(Problem): Please put every line of the rows below into a Markdown table with the columns No. and Line, numbering each line and leaving out any blank lines.

## Start Exercise data

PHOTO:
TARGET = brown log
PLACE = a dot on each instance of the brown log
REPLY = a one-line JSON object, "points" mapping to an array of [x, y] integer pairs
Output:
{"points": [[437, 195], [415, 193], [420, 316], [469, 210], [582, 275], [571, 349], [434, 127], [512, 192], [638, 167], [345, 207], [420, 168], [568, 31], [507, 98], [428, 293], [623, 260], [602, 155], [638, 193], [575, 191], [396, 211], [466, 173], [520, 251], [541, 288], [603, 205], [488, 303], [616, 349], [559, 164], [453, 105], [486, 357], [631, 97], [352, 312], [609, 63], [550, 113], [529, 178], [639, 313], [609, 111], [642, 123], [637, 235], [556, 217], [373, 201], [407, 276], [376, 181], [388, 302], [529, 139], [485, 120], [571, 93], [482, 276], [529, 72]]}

## End Exercise data

(Answer to the exercise):
| No. | Line |
|---|---|
| 1 | PHOTO: |
| 2 | TARGET = brown log |
| 3 | PLACE = a dot on each instance of the brown log |
| 4 | REPLY = a one-line JSON object, "points" mapping to an array of [x, y] integer pairs |
| 5 | Output: |
| 6 | {"points": [[437, 195], [415, 193], [420, 316], [469, 210], [582, 275], [571, 349], [434, 127], [512, 192], [638, 167], [345, 207], [420, 168], [568, 31], [507, 98], [428, 293], [623, 260], [602, 155], [638, 193], [575, 191], [396, 211], [466, 173], [520, 251], [541, 288], [603, 205], [488, 303], [616, 349], [559, 164], [453, 105], [486, 357], [631, 97], [352, 312], [609, 63], [550, 113], [529, 178], [639, 313], [609, 111], [642, 123], [637, 235], [556, 217], [373, 201], [407, 276], [376, 181], [388, 302], [529, 139], [485, 120], [571, 93], [482, 276], [529, 72]]} |